(RECORDS PROVIDED Opens)

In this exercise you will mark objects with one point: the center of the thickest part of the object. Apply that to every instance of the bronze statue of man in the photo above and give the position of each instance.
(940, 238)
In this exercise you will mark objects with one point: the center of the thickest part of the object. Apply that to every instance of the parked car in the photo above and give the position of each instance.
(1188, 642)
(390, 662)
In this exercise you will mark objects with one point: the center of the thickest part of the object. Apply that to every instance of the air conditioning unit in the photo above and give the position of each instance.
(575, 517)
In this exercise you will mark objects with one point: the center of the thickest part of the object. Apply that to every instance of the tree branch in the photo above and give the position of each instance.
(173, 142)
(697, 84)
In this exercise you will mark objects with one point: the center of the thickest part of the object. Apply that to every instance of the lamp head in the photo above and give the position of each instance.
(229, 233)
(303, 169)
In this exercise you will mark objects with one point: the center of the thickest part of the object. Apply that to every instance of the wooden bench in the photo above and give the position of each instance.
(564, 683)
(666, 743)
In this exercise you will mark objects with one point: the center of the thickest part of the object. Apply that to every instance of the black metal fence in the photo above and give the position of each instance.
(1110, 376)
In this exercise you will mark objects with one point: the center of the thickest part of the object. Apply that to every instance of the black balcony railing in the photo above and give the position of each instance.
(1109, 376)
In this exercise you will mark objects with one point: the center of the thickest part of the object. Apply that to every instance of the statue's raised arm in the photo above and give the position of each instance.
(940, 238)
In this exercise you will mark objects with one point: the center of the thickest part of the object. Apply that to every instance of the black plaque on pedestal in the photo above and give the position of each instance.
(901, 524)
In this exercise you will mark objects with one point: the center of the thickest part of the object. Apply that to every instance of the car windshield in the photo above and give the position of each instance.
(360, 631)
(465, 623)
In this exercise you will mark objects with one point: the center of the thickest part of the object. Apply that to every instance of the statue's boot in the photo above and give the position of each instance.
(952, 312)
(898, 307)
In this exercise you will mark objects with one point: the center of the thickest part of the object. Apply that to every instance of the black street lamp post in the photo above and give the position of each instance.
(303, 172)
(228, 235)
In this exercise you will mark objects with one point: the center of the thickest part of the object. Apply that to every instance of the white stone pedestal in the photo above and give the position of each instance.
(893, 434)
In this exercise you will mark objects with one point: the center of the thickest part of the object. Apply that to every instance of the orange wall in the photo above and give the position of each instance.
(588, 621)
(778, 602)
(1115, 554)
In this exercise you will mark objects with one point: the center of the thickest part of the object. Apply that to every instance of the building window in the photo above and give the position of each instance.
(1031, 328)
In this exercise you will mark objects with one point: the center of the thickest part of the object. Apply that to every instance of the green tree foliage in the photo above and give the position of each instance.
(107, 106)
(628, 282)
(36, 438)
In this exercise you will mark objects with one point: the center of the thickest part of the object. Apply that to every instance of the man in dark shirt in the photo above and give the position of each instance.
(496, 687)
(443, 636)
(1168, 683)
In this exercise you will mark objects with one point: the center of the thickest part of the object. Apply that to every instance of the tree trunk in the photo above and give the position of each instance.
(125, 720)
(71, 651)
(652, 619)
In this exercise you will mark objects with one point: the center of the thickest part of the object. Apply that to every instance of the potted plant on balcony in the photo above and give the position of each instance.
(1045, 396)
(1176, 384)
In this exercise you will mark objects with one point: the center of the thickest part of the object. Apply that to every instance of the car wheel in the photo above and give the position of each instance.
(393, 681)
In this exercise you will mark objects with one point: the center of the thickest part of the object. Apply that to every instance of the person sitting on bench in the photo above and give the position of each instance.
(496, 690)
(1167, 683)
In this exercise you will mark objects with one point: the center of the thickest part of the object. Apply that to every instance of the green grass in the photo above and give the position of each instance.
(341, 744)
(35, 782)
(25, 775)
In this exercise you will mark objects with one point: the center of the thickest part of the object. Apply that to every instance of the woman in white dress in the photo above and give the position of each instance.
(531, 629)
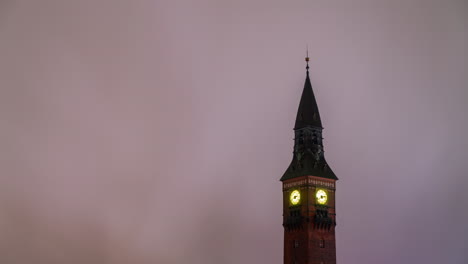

(RECORDS PROVIDED Closes)

TRY IT
In your copy of the material, match every word exactly and include no pictures.

RESPONSE BOX
In this exercise you will mark objects with one point: the center of the thickest part of the object. Apply that to every instance of the bronze statue of man in the photo above and give the position of each instance.
(940, 238)
In this exercise you will mark objects with one point: the center of the thickest part of the object. Apply that to every instance of the parked car in the photo above and give the position of each instance.
(1188, 642)
(390, 662)
In this exercise you will mark objects with one point: the center of the thickest part of the object. Apply that to every instance of the air conditioning unit in the photo above and give the position of each instance.
(575, 517)
In this exercise you will mark objects with one point: the center of the thickest part of the object. Apply that to every instance of the tree branch in the photo above and give the position of each instance.
(173, 142)
(697, 84)
In this exercise you will mark objects with one point: the center of the thickest part of the object. Apply that to every instance of the lamp head in the photo above and give the position of each instance.
(229, 233)
(303, 169)
In this exercise you will mark objects with one point: the center of the thickest part of the object. Apply that to every instance of the wooden bench in the photo above and give the position of each instance.
(564, 683)
(666, 743)
In this exercise you will mark objects with one point: the center of the thickest part of the object. Apply that to every instance of the black metal fence in the photo above and give the position of each instance.
(1110, 376)
In this exercise you will mark objects with one point: the center of the thickest part of the object. Apply that to every instance of the black balcony railing in the photo above and give the position of each instance.
(1109, 376)
In this exercise you will mark objects with one point: the center of the thickest part of the object. Apply that to every instance of the statue's raised arm in the photo above and give the position of each instance.
(940, 238)
In this exercise you will mark objects with one point: the center of the thickest part of the object. Apply that to every instance of the black plaque on pedestal in the photo above and give the position of each instance.
(901, 524)
In this exercise you will mark objects with one point: the center of the thickest part of the object. Apply that to every instance of the car windshield in the photo above and give the position of each instance.
(360, 631)
(465, 623)
In this exercise you will mark objects with one point: the center of the thickest part of the object. Apply that to every instance of the statue's boot in the photo above and give the position of each instance.
(952, 312)
(898, 307)
In this exercise you will mark objects with one point: the center of the thickest part of the object. Apply that to every instance of the black street lamp post in the photo above and give the position of each instance.
(303, 172)
(228, 235)
In this exercise you will mark objects with one point: the center of the thickest part of the object. Apply that to every instance of the white stone pedestal in the photo above and give the position of each instance.
(893, 434)
In this exercise you will mark objects with one point: the center of the thickest part of the object. Apply that to every instance of the orange wall in the photo above and give the position of each instance.
(588, 621)
(778, 602)
(1115, 554)
In this exercise you will mark objects with one point: the center of the thickest part of the object. Apply that to every instance of the building window in the photo above and give the position of each instance.
(1031, 328)
In this exercise you will mark objects with one point: the center of the thickest part of the object. Apply that to every instance of the green tree foliage in the photo above and give the position of each instance.
(107, 106)
(628, 282)
(36, 438)
In this exercise you will mark objects with one point: the center of the thickest part of the object. Apply that to every instance of the man in dark shirt in the photo above and give the position of each instance.
(496, 687)
(443, 636)
(1168, 683)
In this exercise you will mark objects with one point: the center of the thickest part of the object. Apply that to every instance of the tree trunk in the photo above and give the position of each instance.
(125, 720)
(71, 651)
(652, 619)
In this exercise you will mark objects with one point: the center of the thickest part of the object. Apply that to every instance of the potted plant on balcony in the photo above and give the position of each instance.
(1045, 396)
(1176, 384)
In this exercise you will mark objects with one point: the center of the thickest part of the object. Apply that to every instance of the car wheel in the photo above and give the position of each instance.
(393, 681)
In this exercise you will mark objects with one point: the center of the thickest part of the object. Apply that to every instance of the person sitting on bench in the photo above and give the position of each instance.
(496, 690)
(1167, 683)
In this exercise you will mark objects with one point: the center of the thickest part of the object. Apply that to every instance of the green grass in the photo above and give the position of each instance.
(341, 744)
(35, 782)
(25, 775)
In this exercise you will mark objects with one point: the center of the thickest part of the object. Apply that to every instance of the woman in white dress in the photo above and give the position of each instance.
(531, 629)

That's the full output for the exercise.